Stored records
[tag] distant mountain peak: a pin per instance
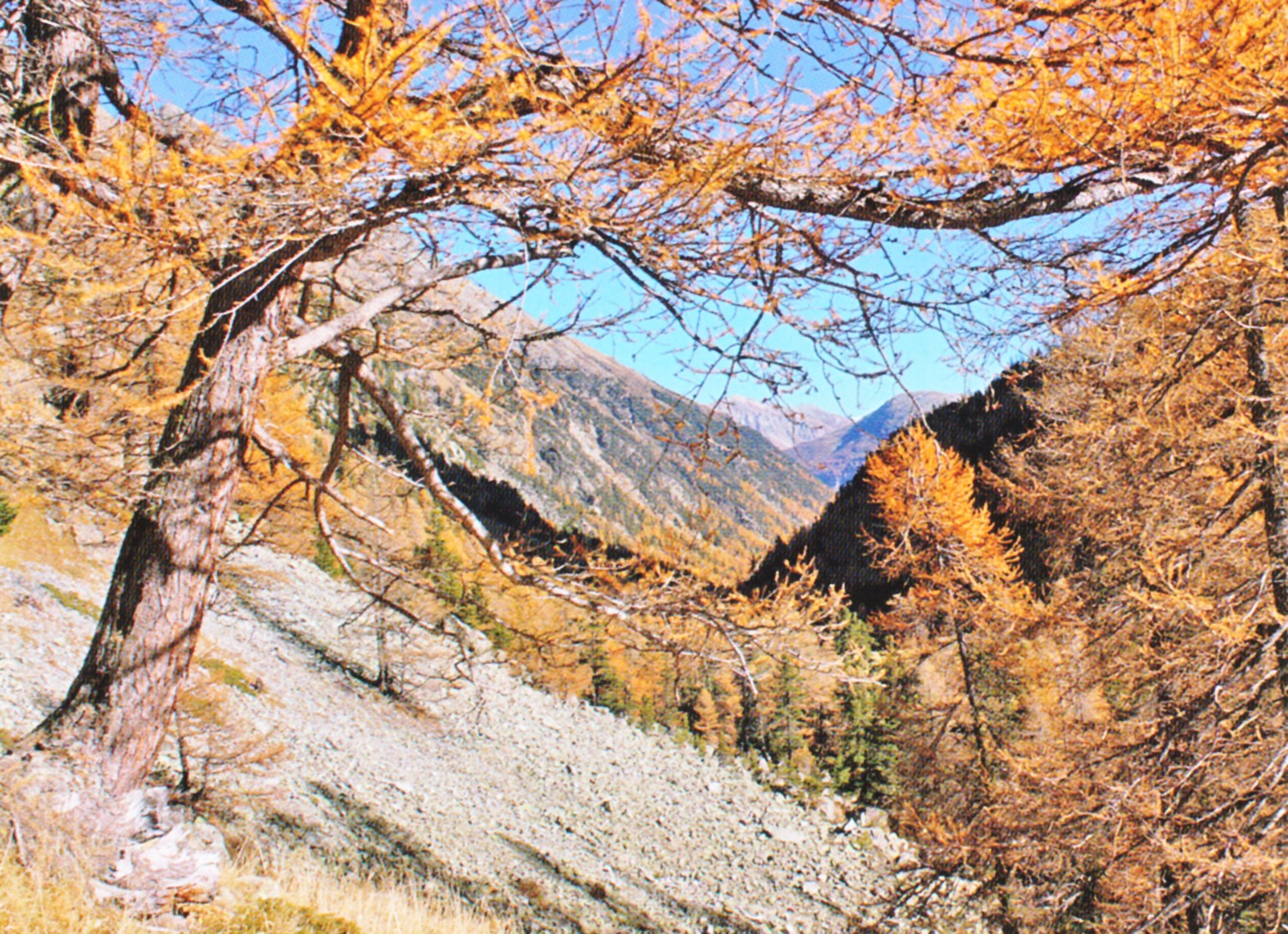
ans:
(836, 455)
(783, 428)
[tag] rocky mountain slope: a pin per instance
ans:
(607, 450)
(526, 803)
(834, 456)
(781, 428)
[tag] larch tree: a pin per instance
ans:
(731, 164)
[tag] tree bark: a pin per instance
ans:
(123, 699)
(1264, 327)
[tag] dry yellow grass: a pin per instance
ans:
(312, 901)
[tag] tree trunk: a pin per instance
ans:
(123, 699)
(1262, 327)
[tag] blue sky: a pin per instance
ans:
(924, 358)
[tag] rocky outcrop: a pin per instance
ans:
(526, 803)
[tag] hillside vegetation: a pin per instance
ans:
(1084, 664)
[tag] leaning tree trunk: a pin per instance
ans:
(1262, 322)
(121, 701)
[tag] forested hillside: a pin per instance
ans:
(1066, 580)
(227, 232)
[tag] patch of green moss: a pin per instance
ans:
(276, 916)
(231, 676)
(325, 558)
(72, 602)
(8, 513)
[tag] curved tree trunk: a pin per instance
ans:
(124, 696)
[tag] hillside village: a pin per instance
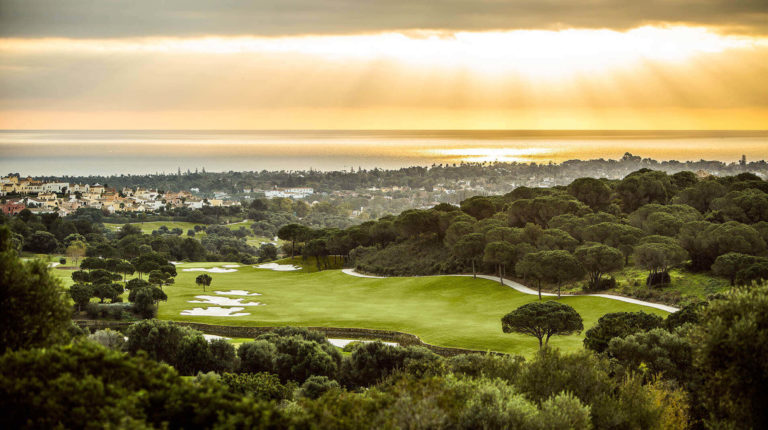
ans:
(65, 198)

» Task instructions:
Exclude the pictures, and transcribe all of the material exactly.

» Exercise output:
[tag] distant mountain peak: a pin per instance
ans:
(836, 455)
(783, 428)
[tag] rocky mountain slope: a pin per instance
ans:
(607, 450)
(526, 803)
(834, 456)
(781, 428)
[tag] larch tree: a pin per instance
ans:
(731, 164)
[tag] tree bark: a pin per instance
ans:
(123, 699)
(1264, 327)
[tag] dry yellow grass: a pin per instance
ans:
(312, 901)
[tag] tree trunk: a pin per instance
ans:
(123, 699)
(1262, 327)
[tag] blue sky: a pin per instance
ans:
(924, 358)
[tag] rocky outcrop: a pin per instance
ans:
(526, 803)
[tag] hillside vegetation: a pin per instance
ans:
(1084, 664)
[tag] leaning tree trunk: a pin per instance
ans:
(1262, 322)
(121, 701)
[tag] forested hillside: a pin per instance
ans:
(1066, 580)
(227, 232)
[tag] patch of green moss: a pin per instance
ans:
(276, 916)
(231, 676)
(325, 558)
(72, 602)
(8, 513)
[tag] curved tree trunk: a pin per instance
ans:
(124, 696)
[tag] hillside village: a pin per instance
ans:
(65, 198)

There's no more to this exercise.